* TEXT SEGMENT *
++++
When material information has been publicly disclosed, each insider must continue to refrain from buying or selling the securities in question until the third business day after the information has been publicly released to allow the markets time to absorb the information, and then only in accordance with other applicable corporate policies and procedures.

Preferential Opportunities

We will not accept opportunities to participate in financial transactions involving the stock or other securities of business partners or prospective business partners, such as participating in "friends and family" deals or initial public offerings, if these opportunities improperly influence our business judgment on behalf of Osage.

Loans

We will not offer or accept personal loans or other guarantees (for example, loan preferences/ discounts not offered widely) to or from competitors of Osage.

Transactions Related to Osage Securities

We will not engage in any financial transaction in which benefit may be derived from the devaluation of Osage's stock or other securities, including, but not limited to, short selling or buying "put" options on Osage stock.

 

6. Protecting Company Property and Information

Our stockholders trust us to manage company assets appropriately. We will attempt to ensure that company equipment, supplies, and other assets are used for legitimate business purposes unless otherwise specifically authorized, and that we protect all tangible and intangible company property.

Protection and Use of Company Property

We are responsible for treating all corporate and other assets with respect and care.

We will protect company property from potential theft, misuse, loss, damage or sabotage and follow company policies designed for its protection. We will not take, use, sell, borrow, loan, give away, intentionally damage, sabotage, destroy or otherwise dispose of company property, regardless of condition or value, without appropriate authorization.

Personal Use of Company Property

Company property is intended to be used for business purposes. We will not use company property (for example, time, funds, information, records, intellectual property or nonpublic information, computer software or systems, corporate name) for non-Osage activities without the prior approval of our immediate supervisor. However, limited personal use may be permissible when it does not:

  • interfere with our work responsibilities or business operations.
  • lead to inappropriate costs to the company.
++++
* DATASET EXCERPT *

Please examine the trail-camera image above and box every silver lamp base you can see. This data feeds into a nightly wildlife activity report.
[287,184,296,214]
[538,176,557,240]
++++
* GIVEN PROBLEM A *
Summarize the Osage code of conduct text in two sentences.
* GIVEN PROBLEM B *
Based on the Osage code of conduct text, answer yes or no to each statement below, quoting the words that decide it.
(i) An insider may buy or sell the securities on the day after material information is publicly released.
(ii) Buying put options on Osage stock is prohibited.
(iii) Using company property for non-Osage activities requires prior approval from the board of directors.
* GIVEN PROBLEM C *
Resume the Osage code of conduct text after its final sentence and keep going.

* TASK RESULT A *
The code of conduct text requires insiders to wait until the third business day after material information is publicly released before trading. It also bars preferential deals that improperly influence business judgment, personal loans to or from competitors, and transactions that benefit from a drop in Osage's stock, and it requires employees to protect company property and use it for business purposes, with limited personal use permitted only under certain conditions.

* TASK RESULT B *
(i) No: "until the third business day after the information has been publicly released"
(ii) Yes: "including, but not limited to, short selling or buying "put" options on Osage stock"
(iii) No: "without the prior approval of our immediate supervisor"

* TASK RESULT C *
  • violate the standards contained in this code of ethics, or any of our other policies and procedures.
     

Officers and employees should not expect a right to privacy of their e-mail. All e-mails on Osage equipment are subject to monitoring by Osage.

Protection, Use and Recording of Company Funds

How we treat company funds has a direct impact on Osage's overall financial success. We will handle company funds responsibly. Company funds are any monies, documents or records that have or represent financial value. Company funds include, but are not limited to, currency, checks, vouchers, credit or charge cards, receivables, payables, money orders, postage, bills, benefits enrollment forms, reimbursement claims, paychecks, expense reimbursements and invoices.

We will:

  • protect all company funds, especially those funds entrusted to us.
  • abide by company policies for the security of company funds.
  • attempt to ensure that the company receives good value in exchange for company funds.
  • only seek reimbursement for expenses that are reasonable, actual and authorized.
  • accurately, honestly and timely prepare records of funds and related transactions.
  • attempt to ensure records that we approve reflect appropriate use of company funds and are accurate, honest and prepared timely.
     

Company Benefits

We will only use company benefits plans for ourselves and other covered persons, and provide accurate information as required.

Communications and Computer Systems

We will properly safeguard and work with communications and computer systems and related data to help ensure their accuracy, integrity, safety and confidentiality.

Personal/Unauthorized Use of Company Funds

We will not use company funds for personal use or for corporate business that is not approved.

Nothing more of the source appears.